** Opening PAGE EXCERPT block **

Ryaga wrote:From those that speculate on a religious standpoint it's realistic not to 'kill' unborn babies for medical research.
You are making your own assumptions on which is realism. There is not such thing as "being realistic from a religious standpoint" because religion is not fucking realistic. Didn't you say that weren't realistic to believe that a
invisible army would destroy my country? Well, so how it is realistic to believe that an
invisible man that watches my back every day of my fucking life will punish me for harvesting stem cells is in any way
real -goddamn -istic?Ryaga wrote:I'm going to take the entirety of religion out of this, religion nor science can outweigh the burden of proof.
Religion can't prove god created the universe.
Science can't prove natural processes created the universe.
Science, in its roots, means "to know".If we say that science cannot prove what created the universe, you're actually saying that what we
currently know does not gives us conditions to do such. This is not an absolute then.
If you argue that ontologically we cannot harvest all answers that make our reality function, that is just silly. Realism does not proposes itself to answer such questions, only those which can be answered by the measurable and perceptible reality. More than that would be speculation.
Philosophical systems have their limitations, Realism cannot explain phenomena outside reality.
Ryaga wrote:Art is realistic and practical. It makes us feel nice, and it doesn't feel like we're bending over backwards for things.

** Closing PAGE EXCERPT block **
** Opening STUDY MATERIAL block **

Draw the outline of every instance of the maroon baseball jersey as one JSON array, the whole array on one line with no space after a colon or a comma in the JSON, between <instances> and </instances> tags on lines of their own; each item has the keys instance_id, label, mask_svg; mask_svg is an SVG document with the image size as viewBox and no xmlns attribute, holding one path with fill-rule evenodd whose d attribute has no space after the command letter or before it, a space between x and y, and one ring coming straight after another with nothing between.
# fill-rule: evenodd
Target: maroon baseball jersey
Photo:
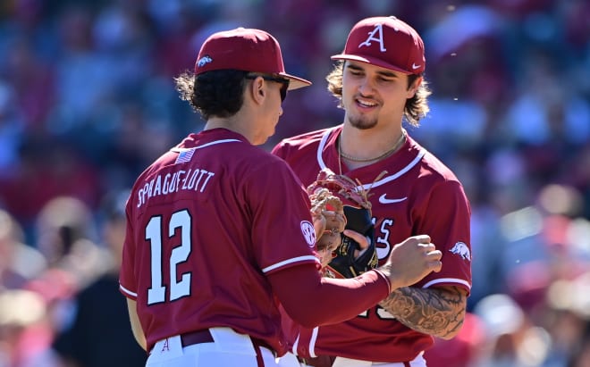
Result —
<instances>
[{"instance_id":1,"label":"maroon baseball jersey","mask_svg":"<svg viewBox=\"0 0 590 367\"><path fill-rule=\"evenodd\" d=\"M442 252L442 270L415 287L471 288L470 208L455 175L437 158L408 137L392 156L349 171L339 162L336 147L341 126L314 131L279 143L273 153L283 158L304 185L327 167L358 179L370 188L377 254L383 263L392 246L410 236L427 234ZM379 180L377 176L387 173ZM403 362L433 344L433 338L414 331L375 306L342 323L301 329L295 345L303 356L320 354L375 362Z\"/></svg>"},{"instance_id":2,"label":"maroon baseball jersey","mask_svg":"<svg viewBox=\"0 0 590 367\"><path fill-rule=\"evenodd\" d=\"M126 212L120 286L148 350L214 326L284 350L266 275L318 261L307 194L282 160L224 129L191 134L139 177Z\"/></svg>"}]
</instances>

** Closing STUDY MATERIAL block **

## PROBLEM DESCRIPTION
From the forum post on religion and realism, extract the stretch from "You are making" through "god created the universe." word for word.

## ANSWER SECTION
You are making your own assumptions on which is realism. There is not such thing as "being realistic from a religious standpoint" because religion is not fucking realistic. Didn't you say that weren't realistic to believe that a
invisible army would destroy my country? Well, so how it is realistic to believe that an
invisible man that watches my back every day of my fucking life will punish me for harvesting stem cells is in any way
real -goddamn -istic?Ryaga wrote:I'm going to take the entirety of religion out of this, religion nor science can outweigh the burden of proof.
Religion can't prove god created the universe.